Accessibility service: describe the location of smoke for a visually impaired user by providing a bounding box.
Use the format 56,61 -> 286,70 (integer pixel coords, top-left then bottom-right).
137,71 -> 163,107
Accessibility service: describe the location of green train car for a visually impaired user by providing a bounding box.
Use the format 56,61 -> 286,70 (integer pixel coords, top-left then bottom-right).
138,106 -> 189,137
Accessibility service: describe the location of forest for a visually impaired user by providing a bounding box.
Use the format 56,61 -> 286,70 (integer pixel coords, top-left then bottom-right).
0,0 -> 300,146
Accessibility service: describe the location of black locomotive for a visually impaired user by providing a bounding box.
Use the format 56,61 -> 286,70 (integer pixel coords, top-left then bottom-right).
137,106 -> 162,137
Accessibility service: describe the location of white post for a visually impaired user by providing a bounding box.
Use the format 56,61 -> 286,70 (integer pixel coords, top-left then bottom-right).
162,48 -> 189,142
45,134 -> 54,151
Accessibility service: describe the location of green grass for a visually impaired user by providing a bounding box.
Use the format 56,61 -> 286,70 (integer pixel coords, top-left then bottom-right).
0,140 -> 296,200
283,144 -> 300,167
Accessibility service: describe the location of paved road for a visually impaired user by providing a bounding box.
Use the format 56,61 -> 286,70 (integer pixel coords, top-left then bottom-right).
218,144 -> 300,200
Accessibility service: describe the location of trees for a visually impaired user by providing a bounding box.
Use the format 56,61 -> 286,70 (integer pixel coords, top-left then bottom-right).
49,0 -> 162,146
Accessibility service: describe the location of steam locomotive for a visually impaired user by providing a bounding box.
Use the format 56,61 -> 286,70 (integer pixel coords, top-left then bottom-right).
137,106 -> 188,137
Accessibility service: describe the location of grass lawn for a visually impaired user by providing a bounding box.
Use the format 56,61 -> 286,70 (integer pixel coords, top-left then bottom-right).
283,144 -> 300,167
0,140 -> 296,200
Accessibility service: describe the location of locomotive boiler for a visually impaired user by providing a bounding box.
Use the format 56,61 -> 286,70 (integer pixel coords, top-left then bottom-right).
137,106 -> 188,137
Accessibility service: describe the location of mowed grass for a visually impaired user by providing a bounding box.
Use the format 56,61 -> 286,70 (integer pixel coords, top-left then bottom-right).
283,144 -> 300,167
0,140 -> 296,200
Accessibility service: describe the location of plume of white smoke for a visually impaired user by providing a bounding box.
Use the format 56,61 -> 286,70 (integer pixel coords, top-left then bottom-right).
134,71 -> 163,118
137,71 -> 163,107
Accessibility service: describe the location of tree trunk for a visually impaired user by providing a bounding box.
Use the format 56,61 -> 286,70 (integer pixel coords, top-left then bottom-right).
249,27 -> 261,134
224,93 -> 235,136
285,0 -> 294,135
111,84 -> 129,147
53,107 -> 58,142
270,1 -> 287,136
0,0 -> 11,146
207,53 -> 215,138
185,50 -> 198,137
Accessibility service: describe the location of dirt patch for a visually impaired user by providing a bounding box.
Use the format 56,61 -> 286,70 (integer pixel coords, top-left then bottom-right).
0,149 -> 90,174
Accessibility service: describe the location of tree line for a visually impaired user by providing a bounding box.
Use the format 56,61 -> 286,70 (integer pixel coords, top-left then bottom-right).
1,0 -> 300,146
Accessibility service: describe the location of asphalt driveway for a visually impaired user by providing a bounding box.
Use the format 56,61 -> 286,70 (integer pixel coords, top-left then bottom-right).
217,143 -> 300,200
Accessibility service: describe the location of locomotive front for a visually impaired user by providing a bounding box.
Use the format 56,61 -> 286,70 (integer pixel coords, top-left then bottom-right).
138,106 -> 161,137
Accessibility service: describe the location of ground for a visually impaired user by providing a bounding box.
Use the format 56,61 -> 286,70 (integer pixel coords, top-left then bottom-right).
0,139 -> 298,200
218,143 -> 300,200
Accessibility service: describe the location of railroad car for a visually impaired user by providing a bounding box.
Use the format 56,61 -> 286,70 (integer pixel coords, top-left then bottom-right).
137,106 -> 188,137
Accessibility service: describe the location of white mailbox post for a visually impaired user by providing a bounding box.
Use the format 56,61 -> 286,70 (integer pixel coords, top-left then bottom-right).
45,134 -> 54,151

--

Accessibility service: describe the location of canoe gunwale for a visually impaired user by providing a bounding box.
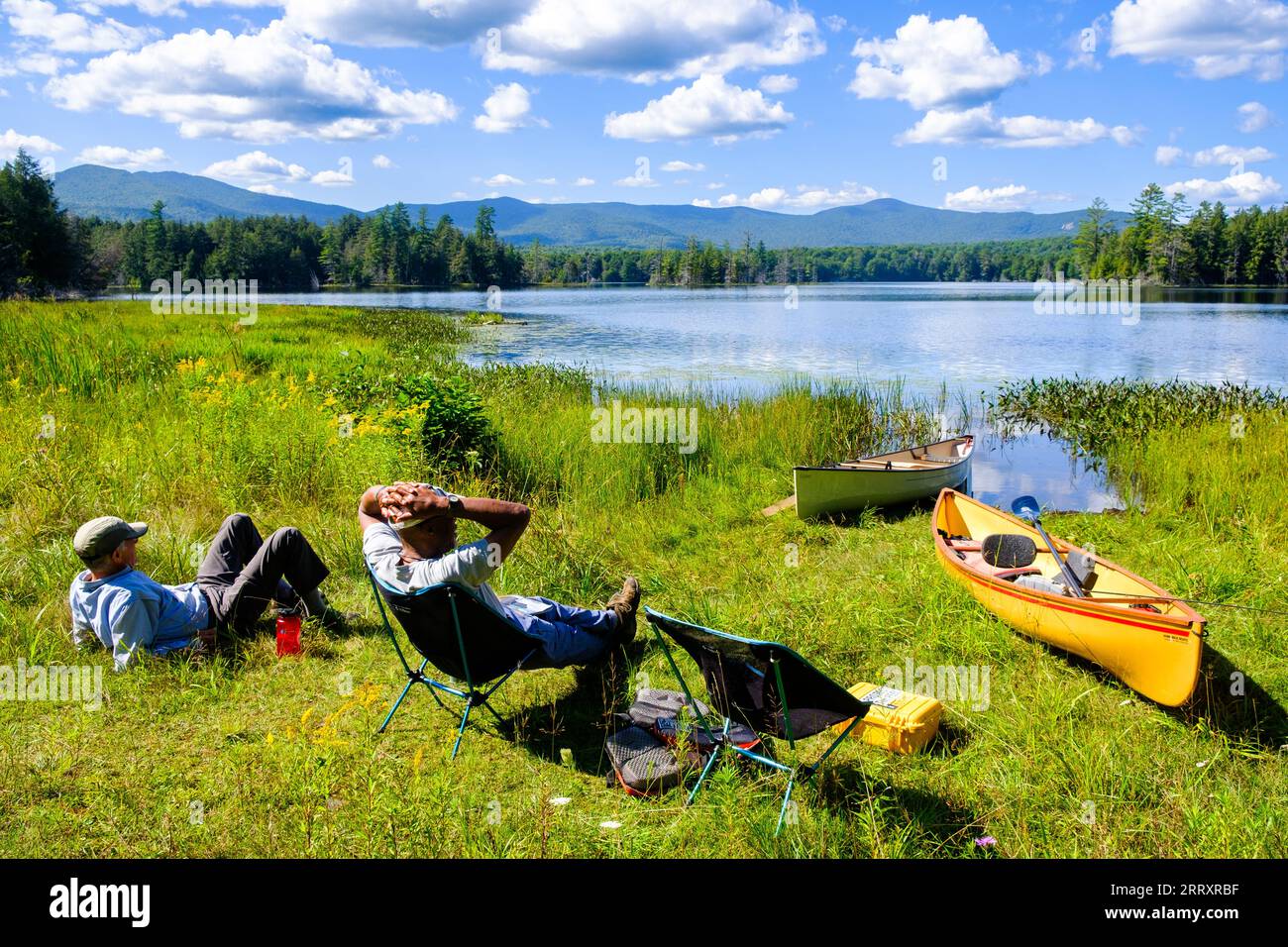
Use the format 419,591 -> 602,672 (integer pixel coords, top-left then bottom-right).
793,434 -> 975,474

### Problem details
Copy word for word the lines from the one containing "Accessibility service: describe the location of canoe" through the one containing "793,434 -> 975,474", including both of those lines. Omit the picture from your copy.

### Response for this exercise
Accessibility service: describe the location of canoe gunwale for a visually impaired user by providing a bounding box.
Use the format 419,591 -> 602,672 (integer pixel coords, top-left then bottom-right).
793,434 -> 975,474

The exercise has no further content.